Saved entries
====

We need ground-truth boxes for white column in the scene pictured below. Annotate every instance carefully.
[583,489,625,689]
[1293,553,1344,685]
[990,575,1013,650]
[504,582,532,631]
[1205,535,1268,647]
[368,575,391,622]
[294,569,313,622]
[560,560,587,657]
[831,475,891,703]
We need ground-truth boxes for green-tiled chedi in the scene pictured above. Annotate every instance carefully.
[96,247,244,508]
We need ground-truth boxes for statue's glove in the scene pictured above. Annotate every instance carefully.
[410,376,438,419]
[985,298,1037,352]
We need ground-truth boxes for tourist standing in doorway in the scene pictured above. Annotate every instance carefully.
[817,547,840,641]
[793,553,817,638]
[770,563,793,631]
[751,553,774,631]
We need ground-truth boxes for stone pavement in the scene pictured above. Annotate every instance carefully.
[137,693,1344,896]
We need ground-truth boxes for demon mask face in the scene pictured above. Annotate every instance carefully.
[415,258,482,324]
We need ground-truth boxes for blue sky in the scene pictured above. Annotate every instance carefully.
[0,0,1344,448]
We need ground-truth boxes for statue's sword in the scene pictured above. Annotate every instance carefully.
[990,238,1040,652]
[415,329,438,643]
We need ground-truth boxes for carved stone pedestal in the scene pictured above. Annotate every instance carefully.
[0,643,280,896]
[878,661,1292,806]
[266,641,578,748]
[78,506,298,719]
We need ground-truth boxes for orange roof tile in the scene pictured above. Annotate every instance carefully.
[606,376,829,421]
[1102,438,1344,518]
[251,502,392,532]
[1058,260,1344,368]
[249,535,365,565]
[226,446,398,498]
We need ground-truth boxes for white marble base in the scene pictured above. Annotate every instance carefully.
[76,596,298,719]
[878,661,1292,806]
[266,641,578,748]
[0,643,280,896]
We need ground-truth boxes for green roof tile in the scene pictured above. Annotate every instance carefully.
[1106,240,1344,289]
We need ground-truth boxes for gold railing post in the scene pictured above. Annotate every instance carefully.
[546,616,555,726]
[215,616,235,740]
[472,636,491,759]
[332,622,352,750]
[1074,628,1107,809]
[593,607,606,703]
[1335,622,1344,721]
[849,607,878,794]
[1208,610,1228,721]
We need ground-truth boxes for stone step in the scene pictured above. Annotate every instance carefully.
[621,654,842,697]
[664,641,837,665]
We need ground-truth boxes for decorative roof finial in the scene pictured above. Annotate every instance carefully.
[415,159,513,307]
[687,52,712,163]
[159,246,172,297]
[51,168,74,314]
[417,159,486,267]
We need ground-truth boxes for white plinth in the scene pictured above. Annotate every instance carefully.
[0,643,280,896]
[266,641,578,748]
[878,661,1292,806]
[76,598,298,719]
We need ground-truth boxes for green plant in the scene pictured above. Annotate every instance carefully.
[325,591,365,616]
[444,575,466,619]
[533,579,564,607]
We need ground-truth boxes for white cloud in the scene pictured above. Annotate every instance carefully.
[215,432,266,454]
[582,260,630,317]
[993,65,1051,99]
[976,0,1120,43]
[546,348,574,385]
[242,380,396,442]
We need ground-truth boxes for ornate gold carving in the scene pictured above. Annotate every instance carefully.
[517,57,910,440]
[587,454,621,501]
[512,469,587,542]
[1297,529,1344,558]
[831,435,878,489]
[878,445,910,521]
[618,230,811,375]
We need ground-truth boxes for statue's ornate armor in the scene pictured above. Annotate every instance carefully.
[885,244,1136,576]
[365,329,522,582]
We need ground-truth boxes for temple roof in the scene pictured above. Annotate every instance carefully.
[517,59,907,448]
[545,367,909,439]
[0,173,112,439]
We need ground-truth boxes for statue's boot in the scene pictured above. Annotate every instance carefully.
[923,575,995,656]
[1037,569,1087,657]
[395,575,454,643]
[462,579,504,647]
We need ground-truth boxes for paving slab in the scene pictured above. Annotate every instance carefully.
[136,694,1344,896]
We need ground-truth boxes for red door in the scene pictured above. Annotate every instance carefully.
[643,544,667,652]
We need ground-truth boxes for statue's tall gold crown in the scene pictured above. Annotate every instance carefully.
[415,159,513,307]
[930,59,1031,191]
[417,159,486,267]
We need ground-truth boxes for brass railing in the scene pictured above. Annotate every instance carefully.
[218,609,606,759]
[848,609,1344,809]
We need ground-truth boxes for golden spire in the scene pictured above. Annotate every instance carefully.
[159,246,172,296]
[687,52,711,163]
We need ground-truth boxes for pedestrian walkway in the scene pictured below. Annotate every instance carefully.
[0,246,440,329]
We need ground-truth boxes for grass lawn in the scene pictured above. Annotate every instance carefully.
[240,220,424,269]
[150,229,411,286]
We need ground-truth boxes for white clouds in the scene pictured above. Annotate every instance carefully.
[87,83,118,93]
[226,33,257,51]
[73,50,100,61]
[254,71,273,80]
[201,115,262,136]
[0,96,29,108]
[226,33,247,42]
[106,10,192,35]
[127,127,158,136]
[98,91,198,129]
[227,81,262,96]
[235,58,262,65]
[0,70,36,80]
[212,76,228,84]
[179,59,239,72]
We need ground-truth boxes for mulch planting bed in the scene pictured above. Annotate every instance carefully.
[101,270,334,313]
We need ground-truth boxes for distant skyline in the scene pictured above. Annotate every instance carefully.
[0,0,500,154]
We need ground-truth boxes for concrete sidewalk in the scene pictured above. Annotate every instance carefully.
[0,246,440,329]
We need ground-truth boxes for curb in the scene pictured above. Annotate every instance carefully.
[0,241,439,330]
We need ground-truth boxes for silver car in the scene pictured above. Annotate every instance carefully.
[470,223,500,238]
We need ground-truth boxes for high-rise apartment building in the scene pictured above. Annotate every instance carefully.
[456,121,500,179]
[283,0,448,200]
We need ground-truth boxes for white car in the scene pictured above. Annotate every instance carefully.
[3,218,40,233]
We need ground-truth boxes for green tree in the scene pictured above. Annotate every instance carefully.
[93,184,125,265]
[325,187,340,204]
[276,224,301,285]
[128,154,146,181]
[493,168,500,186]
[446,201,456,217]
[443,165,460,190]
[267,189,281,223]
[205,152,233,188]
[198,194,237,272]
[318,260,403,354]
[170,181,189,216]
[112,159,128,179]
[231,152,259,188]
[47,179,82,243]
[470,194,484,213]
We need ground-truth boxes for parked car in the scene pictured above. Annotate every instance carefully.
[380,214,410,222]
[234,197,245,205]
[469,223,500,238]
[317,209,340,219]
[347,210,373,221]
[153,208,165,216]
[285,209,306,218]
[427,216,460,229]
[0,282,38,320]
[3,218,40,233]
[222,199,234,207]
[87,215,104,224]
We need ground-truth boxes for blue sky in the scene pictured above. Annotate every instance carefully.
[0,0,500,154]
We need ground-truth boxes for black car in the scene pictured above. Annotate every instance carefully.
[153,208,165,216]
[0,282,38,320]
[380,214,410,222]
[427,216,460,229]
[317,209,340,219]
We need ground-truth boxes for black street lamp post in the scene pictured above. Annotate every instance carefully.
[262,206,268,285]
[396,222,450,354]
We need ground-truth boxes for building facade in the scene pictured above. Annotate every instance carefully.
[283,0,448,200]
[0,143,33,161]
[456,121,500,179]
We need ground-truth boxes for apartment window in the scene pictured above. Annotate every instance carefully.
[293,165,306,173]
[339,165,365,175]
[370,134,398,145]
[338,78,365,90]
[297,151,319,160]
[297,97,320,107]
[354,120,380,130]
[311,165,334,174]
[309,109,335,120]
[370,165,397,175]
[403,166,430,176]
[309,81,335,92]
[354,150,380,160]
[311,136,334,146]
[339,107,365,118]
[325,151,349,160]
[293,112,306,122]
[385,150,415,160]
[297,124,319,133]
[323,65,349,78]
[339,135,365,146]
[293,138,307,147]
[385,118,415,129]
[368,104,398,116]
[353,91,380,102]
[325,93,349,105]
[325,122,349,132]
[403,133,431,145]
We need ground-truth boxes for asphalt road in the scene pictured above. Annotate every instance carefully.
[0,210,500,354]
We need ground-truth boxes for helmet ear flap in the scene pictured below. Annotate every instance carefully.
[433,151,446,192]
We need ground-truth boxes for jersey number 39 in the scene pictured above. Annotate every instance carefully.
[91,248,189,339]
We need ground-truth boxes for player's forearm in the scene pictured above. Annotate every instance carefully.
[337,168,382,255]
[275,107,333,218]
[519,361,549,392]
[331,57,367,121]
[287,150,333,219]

====

■ TASK ■
Copy the data above word for word, from the line with "We need ground-truth boxes for curb" up to and including the line with "[470,223,500,238]".

■ WRITTEN ANSWER ■
We need ground-truth boxes for curb in the scene pictured above. Annotate every instance carefully.
[0,241,439,330]
We need ground-truth boxes for silver car in the scene pictured above. Annotate every instance carefully.
[470,223,500,238]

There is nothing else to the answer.